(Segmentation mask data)
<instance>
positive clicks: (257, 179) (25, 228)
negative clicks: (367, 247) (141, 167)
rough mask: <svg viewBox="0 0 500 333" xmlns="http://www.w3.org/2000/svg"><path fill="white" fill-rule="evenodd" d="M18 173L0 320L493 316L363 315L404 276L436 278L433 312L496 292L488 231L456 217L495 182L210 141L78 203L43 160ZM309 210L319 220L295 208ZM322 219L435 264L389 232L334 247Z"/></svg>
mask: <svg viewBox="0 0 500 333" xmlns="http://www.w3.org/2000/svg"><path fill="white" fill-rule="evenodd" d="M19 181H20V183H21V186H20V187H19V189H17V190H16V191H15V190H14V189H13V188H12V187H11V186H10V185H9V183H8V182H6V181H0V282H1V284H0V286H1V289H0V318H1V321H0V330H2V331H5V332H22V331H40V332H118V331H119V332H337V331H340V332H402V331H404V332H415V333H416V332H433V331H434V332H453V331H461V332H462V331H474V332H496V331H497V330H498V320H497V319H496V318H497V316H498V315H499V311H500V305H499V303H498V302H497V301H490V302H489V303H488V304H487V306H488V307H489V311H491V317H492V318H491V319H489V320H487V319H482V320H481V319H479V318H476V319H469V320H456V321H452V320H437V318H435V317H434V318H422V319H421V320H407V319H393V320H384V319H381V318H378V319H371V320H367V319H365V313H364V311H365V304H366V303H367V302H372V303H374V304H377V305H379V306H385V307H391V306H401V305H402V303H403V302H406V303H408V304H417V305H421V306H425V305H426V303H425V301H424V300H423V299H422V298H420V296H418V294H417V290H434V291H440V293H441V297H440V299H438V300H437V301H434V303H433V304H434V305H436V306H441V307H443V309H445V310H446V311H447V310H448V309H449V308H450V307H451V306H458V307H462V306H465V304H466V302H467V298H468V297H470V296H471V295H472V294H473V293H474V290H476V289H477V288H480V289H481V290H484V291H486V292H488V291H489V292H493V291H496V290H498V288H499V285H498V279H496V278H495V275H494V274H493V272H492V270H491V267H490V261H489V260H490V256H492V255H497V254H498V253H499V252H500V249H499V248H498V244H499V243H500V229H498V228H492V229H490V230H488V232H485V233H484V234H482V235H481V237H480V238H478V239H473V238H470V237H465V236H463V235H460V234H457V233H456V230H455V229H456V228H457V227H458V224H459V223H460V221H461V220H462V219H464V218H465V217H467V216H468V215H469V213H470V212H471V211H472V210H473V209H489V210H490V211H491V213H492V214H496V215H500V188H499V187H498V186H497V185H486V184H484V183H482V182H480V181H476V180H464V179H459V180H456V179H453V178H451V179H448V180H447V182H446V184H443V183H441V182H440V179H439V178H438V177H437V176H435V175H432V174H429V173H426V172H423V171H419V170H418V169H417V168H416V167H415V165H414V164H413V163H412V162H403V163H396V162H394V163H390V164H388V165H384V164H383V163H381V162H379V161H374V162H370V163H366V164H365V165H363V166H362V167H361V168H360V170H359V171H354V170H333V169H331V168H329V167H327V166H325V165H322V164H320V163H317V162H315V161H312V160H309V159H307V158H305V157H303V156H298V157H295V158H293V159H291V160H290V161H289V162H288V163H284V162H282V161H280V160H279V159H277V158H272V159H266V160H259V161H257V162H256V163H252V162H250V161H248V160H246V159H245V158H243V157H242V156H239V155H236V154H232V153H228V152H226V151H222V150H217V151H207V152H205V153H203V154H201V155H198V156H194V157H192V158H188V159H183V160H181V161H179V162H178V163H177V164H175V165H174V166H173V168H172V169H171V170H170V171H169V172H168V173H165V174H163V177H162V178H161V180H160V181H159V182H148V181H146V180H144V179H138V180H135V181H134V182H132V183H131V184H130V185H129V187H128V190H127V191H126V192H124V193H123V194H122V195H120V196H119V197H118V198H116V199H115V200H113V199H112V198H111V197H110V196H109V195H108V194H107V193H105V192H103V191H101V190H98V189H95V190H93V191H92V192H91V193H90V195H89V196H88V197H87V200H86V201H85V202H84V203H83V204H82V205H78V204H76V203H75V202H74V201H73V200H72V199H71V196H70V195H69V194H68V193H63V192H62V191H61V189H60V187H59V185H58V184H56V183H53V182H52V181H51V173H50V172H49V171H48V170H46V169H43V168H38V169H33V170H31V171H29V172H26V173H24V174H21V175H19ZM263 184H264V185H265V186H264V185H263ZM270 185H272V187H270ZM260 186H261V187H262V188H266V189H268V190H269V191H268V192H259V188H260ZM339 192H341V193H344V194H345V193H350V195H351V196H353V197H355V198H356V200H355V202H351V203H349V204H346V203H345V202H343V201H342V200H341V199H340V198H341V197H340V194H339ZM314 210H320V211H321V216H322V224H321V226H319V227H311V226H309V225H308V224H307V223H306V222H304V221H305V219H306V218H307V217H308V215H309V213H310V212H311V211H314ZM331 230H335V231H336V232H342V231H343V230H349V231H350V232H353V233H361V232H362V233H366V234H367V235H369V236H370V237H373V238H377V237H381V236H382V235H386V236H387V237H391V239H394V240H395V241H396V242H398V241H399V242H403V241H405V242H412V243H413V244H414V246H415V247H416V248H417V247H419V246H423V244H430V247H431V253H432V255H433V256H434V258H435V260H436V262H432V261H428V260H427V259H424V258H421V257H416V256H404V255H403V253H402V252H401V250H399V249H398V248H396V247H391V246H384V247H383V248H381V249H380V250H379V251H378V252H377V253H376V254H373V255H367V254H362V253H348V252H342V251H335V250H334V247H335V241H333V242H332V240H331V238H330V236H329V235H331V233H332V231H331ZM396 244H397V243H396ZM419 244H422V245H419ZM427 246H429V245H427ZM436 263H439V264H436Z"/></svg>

§ Task to complete
Which of the lines above carry the string "clicks"? Pick them out and copy them.

§ Exercise solution
positive clicks: (257, 179) (25, 228)
negative clicks: (367, 247) (141, 167)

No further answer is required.